* ABOUT THIS TASK *
Find how many lines in this data contain the string "above". Respond with only that number.

* MATERIAL SHOWN *
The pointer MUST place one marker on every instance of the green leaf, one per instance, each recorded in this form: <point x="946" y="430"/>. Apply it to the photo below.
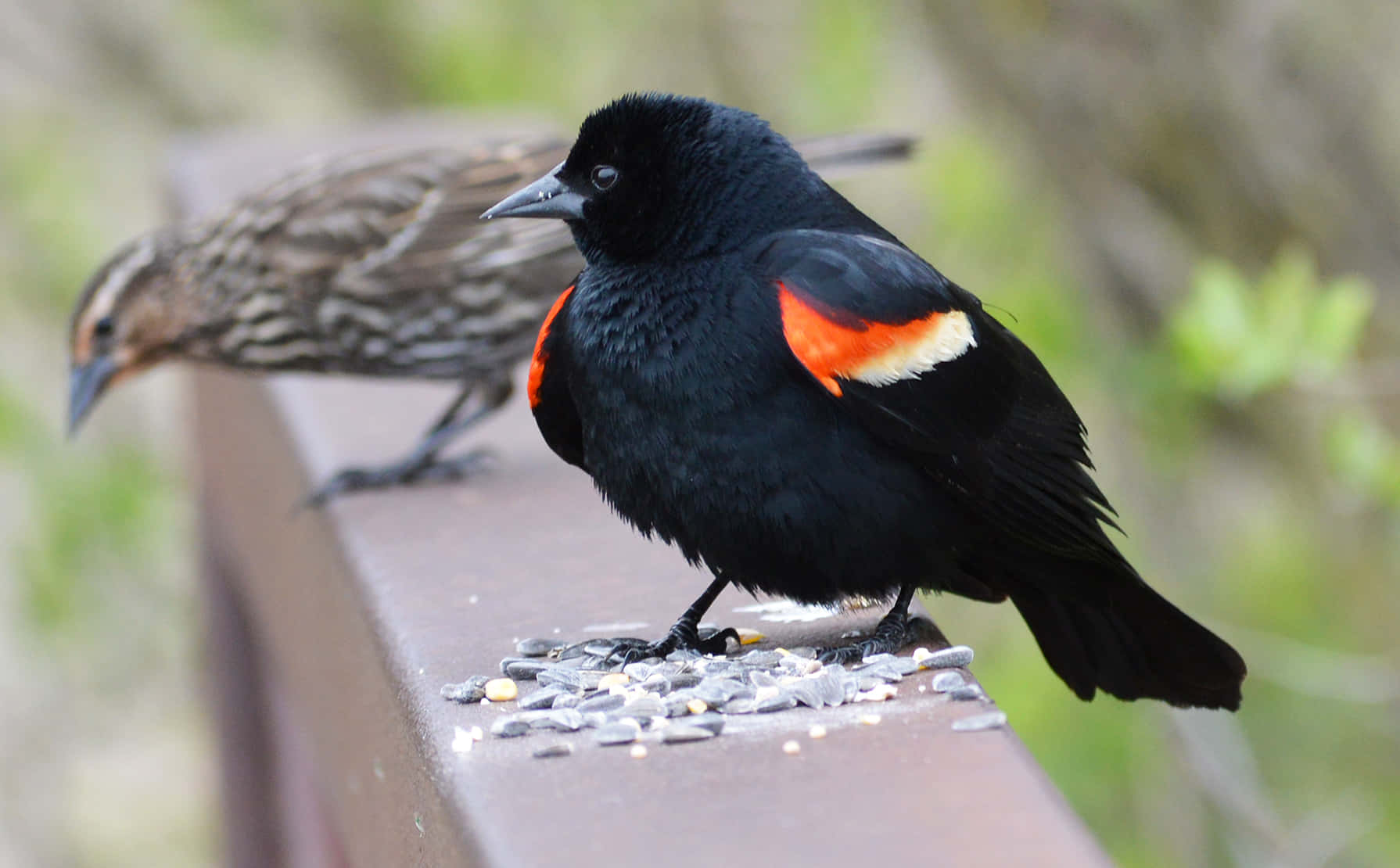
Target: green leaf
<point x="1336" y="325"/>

* * *

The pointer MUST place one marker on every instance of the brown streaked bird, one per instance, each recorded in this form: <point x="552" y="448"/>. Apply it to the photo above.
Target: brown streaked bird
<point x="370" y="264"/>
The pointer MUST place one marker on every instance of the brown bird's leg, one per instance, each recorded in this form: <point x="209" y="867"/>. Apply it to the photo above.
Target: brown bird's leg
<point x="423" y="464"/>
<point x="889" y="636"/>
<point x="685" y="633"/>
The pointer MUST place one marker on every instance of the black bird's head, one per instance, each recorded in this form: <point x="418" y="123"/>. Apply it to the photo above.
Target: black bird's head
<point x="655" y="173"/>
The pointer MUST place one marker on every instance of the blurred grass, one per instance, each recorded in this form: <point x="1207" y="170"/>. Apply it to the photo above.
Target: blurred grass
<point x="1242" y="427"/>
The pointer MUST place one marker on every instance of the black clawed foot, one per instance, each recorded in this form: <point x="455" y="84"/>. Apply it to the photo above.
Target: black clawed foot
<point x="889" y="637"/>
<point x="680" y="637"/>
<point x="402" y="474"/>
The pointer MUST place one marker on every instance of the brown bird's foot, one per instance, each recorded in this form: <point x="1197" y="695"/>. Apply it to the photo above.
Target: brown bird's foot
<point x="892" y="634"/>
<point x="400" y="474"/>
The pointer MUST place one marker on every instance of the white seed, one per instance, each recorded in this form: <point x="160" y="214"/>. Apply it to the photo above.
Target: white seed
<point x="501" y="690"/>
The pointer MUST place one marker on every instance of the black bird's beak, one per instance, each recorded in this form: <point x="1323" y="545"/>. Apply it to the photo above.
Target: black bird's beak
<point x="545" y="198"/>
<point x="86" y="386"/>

* EXERCISE OUTPUT *
8